▶ _Task objective_:
Set down all of the data exactly as it appears.

▶ _Available data_:
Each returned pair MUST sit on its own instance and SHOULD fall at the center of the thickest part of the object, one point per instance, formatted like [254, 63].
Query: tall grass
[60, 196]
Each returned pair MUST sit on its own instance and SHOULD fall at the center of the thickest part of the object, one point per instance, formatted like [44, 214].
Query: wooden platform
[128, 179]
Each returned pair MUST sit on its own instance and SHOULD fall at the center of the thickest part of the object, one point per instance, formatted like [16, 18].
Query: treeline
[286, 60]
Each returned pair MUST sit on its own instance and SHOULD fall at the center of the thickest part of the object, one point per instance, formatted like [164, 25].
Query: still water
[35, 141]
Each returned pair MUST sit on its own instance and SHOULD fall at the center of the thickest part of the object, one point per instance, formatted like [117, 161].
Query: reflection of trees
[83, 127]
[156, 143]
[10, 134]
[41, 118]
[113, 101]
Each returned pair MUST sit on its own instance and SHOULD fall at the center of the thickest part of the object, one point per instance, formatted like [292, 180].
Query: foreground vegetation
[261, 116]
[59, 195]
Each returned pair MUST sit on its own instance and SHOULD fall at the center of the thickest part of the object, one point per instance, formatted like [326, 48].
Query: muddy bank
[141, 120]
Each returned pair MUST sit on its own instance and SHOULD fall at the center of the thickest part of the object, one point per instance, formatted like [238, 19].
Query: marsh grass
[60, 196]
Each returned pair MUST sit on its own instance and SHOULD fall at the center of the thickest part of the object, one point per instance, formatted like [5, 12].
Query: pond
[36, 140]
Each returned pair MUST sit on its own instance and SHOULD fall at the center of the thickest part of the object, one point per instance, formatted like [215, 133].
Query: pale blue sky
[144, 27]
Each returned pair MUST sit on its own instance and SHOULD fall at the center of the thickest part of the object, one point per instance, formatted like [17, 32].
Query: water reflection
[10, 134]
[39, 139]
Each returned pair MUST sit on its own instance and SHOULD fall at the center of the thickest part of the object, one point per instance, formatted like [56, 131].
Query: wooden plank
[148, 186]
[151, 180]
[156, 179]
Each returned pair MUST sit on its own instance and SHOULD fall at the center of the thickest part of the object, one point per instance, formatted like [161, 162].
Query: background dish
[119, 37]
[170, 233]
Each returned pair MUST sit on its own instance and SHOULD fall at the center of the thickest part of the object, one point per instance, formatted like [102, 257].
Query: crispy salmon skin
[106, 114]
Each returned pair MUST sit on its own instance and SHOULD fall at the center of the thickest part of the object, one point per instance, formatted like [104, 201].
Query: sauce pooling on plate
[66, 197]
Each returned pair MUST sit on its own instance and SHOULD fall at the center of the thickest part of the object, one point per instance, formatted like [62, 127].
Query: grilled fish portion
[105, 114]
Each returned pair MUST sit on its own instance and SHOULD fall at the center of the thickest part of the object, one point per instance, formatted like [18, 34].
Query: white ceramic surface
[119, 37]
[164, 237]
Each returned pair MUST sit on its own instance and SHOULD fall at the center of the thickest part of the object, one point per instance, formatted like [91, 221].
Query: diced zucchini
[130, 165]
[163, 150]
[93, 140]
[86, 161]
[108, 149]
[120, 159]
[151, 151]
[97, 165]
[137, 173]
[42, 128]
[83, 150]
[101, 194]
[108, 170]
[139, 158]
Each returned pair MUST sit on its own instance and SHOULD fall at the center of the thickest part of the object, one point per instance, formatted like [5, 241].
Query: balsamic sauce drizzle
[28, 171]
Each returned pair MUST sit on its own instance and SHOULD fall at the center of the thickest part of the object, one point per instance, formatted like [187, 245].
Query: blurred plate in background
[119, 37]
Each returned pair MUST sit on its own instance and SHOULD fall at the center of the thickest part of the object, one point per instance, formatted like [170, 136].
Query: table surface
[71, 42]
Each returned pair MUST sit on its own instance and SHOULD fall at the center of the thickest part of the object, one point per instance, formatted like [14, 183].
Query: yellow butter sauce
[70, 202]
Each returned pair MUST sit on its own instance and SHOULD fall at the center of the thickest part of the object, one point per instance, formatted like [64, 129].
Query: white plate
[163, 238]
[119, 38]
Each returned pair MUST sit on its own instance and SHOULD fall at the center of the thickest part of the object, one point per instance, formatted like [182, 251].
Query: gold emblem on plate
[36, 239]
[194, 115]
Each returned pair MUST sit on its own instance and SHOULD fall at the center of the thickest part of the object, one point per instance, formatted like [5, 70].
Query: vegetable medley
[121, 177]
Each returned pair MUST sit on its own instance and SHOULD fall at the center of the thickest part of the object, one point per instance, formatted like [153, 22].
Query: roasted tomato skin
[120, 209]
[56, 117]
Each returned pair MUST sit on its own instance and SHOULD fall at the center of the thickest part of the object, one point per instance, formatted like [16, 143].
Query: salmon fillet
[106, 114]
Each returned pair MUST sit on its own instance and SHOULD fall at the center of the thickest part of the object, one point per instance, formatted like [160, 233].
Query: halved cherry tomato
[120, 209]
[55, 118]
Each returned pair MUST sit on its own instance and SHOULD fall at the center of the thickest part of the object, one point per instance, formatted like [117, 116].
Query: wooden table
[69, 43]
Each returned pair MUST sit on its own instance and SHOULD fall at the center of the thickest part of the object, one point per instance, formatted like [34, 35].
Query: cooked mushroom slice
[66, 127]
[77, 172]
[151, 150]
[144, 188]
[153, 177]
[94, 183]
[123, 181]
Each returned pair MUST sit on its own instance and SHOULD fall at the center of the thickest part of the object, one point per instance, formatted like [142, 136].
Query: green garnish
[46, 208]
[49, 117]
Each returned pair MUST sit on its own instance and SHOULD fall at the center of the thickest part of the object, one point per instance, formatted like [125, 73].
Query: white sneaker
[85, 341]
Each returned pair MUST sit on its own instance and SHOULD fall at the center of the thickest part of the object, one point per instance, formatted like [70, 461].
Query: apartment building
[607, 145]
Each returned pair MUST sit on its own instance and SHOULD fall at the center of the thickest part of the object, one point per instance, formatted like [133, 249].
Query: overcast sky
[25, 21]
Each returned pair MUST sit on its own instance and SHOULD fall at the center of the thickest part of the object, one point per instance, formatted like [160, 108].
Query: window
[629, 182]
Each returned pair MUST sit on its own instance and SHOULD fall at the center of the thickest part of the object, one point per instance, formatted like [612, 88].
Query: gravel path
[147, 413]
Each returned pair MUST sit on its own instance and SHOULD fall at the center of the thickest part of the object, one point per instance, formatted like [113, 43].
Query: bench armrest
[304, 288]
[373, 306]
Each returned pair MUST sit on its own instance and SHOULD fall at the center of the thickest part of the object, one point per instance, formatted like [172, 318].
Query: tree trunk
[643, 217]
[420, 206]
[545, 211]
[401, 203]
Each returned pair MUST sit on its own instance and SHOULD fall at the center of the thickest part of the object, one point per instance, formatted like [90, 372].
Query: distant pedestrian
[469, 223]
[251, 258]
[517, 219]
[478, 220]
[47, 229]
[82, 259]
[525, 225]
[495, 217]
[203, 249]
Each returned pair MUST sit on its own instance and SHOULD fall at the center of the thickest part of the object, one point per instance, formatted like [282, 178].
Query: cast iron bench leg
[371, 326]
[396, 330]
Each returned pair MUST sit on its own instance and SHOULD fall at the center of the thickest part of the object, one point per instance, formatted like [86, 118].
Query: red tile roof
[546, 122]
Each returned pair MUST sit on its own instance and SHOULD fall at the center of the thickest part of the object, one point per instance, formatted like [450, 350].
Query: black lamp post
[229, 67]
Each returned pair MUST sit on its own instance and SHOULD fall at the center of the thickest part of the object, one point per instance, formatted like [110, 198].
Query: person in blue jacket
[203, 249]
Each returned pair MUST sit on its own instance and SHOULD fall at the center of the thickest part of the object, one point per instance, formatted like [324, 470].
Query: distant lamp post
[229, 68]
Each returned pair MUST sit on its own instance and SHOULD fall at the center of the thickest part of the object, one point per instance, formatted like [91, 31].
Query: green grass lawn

▶ _Exercise solution_:
Each returned pair MUST sit on its own instance and SHOULD fall at the center of the thickest part of the object, one point per instance, formatted like [254, 63].
Query: tall grass
[60, 196]
Each returned pair MUST sit on its own instance and SHOULD fall at the center of the thickest part of the object, one point per instance, formatted like [44, 214].
Query: wooden platform
[128, 179]
Each returned pair MUST sit on its own instance and SHOULD fall at the center of the thickest part of the object, one point per instance, formatted like [16, 18].
Query: treeline
[286, 60]
Each returned pair MUST sit on its own instance and SHOULD fall at the center of the thickest part of the object, one point per instance, formatted like [164, 25].
Query: still water
[35, 141]
Each returned pair MUST sit on its own instance and SHOULD fall at the center of the thickest part of the object, one point per instance, formatted like [117, 161].
Query: reflection of trees
[83, 127]
[156, 143]
[10, 134]
[41, 118]
[113, 101]
Each returned pair MUST sit on its own instance and SHOULD fall at the center of the thickest part of the object, one point per instance, formatted like [292, 180].
Query: foreground vegetation
[261, 116]
[59, 195]
Each returned pair MUST sit on its own instance and SHOULD fall at the center of the thickest part of the object, one point per instance, formatted like [326, 48].
Query: muddy bank
[141, 120]
Each returned pair MUST sit on its own instance and SHOULD fall at the center of the thickest part of the object, one point per instance, formatted like [238, 19].
Query: marsh grass
[60, 196]
Each returned pair MUST sit on its own instance and SHOULD fall at the center of the thickest part of the object, one point per instance, formatted like [5, 12].
Query: pond
[36, 140]
Each returned pair MUST sit on its own instance and SHOULD fall at the center of the thickest part of the object, one point per instance, formatted like [215, 133].
Query: pale blue sky
[144, 27]
Each returned pair MUST sit on its own instance and SHOULD fall at the center of the thickest part of the object, one point per instance, formatted like [17, 32].
Query: water reflection
[10, 134]
[39, 139]
Each returned pair MUST sit on its own instance and SHOULD fall at the center of the thickest part of the object, one point per instance, formatted like [56, 131].
Query: wooden plank
[148, 186]
[151, 180]
[156, 179]
Each returned pair MUST sit on its own instance and SHOULD fall at the center of the thickest part of the object, one point per instance, formatted like [161, 162].
Query: background dish
[119, 37]
[170, 233]
Each returned pair MUST sit on its own instance and SHOULD fall at the center of the thickest part of the object, one point per instance, formatted like [102, 257].
Query: crispy salmon skin
[106, 114]
Each returned pair MUST sit on its own instance and SHOULD fall at the center of the thickest part of the object, one point per instance, formatted like [104, 201].
Query: sauce pooling on plate
[66, 197]
Each returned pair MUST sit on its own instance and SHOULD fall at the center of the thickest part of the object, one point per instance, formatted like [62, 127].
Query: grilled fish portion
[105, 114]
Each returned pair MUST sit on its own instance and SHOULD fall at the center of the thickest part of the object, one point per instance, formatted like [18, 34].
Query: white ceramic surface
[119, 37]
[164, 237]
Each returned pair MUST sit on its own instance and SHOULD fall at the center of the thickest part of the object, one point per instance, formatted like [91, 221].
Query: diced zucchini
[130, 165]
[163, 150]
[93, 140]
[86, 161]
[108, 149]
[120, 159]
[151, 151]
[97, 165]
[137, 173]
[42, 128]
[83, 150]
[101, 194]
[108, 170]
[139, 158]
Each returned pair MUST sit on its own instance and SHOULD fall at the center of the thickest part of the object, one point per instance, formatted like [5, 241].
Query: balsamic sauce drizzle
[28, 171]
Each returned pair MUST sit on its own instance and SHOULD fall at the center of the thickest part of the object, one point per instance, formatted like [187, 245].
Query: blurred plate in background
[119, 37]
Each returned pair MUST sit on its own instance and SHOULD fall at the center of the thickest part of the object, one point per instance, formatted like [170, 136].
Query: table surface
[71, 42]
Each returned pair MUST sit on its own instance and SHOULD fall at the center of the thickest part of the object, one point per instance, formatted like [14, 183].
Query: yellow butter sauce
[70, 202]
Each returned pair MUST sit on its own instance and SHOULD fall at the center of the thickest part of the object, one point per instance, formatted like [64, 129].
Query: white plate
[163, 238]
[119, 38]
Each returned pair MUST sit on its own instance and SHOULD fall at the center of the thickest part of the object, one point per instance, formatted like [182, 251].
Query: gold emblem on plate
[36, 239]
[194, 115]
Each returned pair MUST sit on its own instance and SHOULD fall at the center of the thickest part of the object, one point per instance, formatted like [5, 70].
Query: vegetable medley
[121, 177]
Each returned pair MUST sit on its own instance and SHOULD fall at the center of the thickest part of the object, one point per instance, formatted like [153, 22].
Query: roasted tomato skin
[120, 209]
[56, 117]
Each returned pair MUST sit on its own instance and SHOULD fall at the center of the thickest part of the object, one point per instance, formatted like [16, 143].
Query: salmon fillet
[106, 114]
Each returned pair MUST sit on its own instance and SHOULD fall at the center of the thickest part of the object, one point per instance, formatted like [160, 233].
Query: halved cherry tomato
[120, 209]
[55, 118]
Each returned pair MUST sit on its own instance and SHOULD fall at the center of the thickest part of the object, one point per instance, formatted like [117, 116].
Query: wooden table
[69, 43]
Each returned pair MUST sit on its own instance and SHOULD fall at the center of the thickest part of the object, one point per instance, formatted like [34, 35].
Query: cooked mushroom slice
[66, 127]
[77, 172]
[151, 150]
[144, 188]
[153, 177]
[94, 183]
[123, 181]
Each returned pair MUST sit on its own instance and SHOULD fall at the center of the thickest part of the object, one point per instance, formatted like [142, 136].
Query: green garnish
[46, 208]
[49, 117]
Each returned pair MUST sit on its own instance and SHOULD fall at the center of the thickest part of the object, one point per instance, formatted like [125, 73].
Query: white sneaker
[85, 341]
Each returned pair MUST sit on its own instance and SHOULD fall at the center of the thickest part of the object, one point per instance, formatted like [70, 461].
Query: apartment building
[607, 145]
Each returned pair MUST sit on its own instance and SHOULD fall at the center of the thickest part of the object, one point per instance, formatted like [133, 249].
Query: overcast sky
[25, 21]
Each returned pair MUST sit on its own instance and SHOULD fall at the center of the thickest part of the object, one point per instance, formatted like [160, 108].
Query: window
[629, 182]
Each returned pair MUST sit on its own instance and SHOULD fall at the center of the thickest part of the object, one point per instance, formatted like [612, 88].
Query: gravel path
[147, 413]
Each returned pair MUST sit on its own instance and SHOULD fall at the center of the thickest part of the object, one point per instance, formatted like [113, 43].
Query: bench armrest
[304, 288]
[373, 306]
Each returned pair MUST sit on its own instance and SHOULD fall at the center of the thickest part of the object, one point per instance, formatted like [172, 318].
Query: tree trunk
[643, 217]
[420, 206]
[545, 211]
[401, 203]
Each returned pair MUST sit on its own instance and SHOULD fall at the center of the thickest part of the object, one point per instance, formatted like [90, 372].
Query: distant pedestrian
[469, 223]
[251, 258]
[517, 219]
[478, 220]
[47, 229]
[82, 259]
[525, 225]
[495, 217]
[203, 249]
Each returned pair MUST sit on its own instance and SHOULD fall at the center of the thickest part of the object, one point per instance, formatted like [282, 178].
Query: cast iron bench leg
[371, 326]
[396, 330]
Each returned pair MUST sit on its own instance and SHOULD fall at the center of the thickest part of the object, one point per instance, formatted like [86, 118].
Query: red tile roof
[546, 122]
Each returned pair MUST sit on its own instance and SHOULD fall at the center of the thickest part of the object, one point per instance, formatted like [450, 350].
Query: black lamp post
[229, 67]
Each returned pair MUST sit on its own instance and SHOULD fall at the center of the thickest part of the object, one point per instance, formatted like [110, 198].
Query: person in blue jacket
[203, 249]
Each returned pair MUST sit on its own instance and SHOULD fall at the center of the thickest part of the object, one point per instance, formatted like [324, 470].
Query: distant lamp post
[229, 68]
Each returned pair MUST sit on its own instance and SHOULD fall at the center of the thickest part of the object, one point per instance, formatted like [91, 31].
Query: green grass lawn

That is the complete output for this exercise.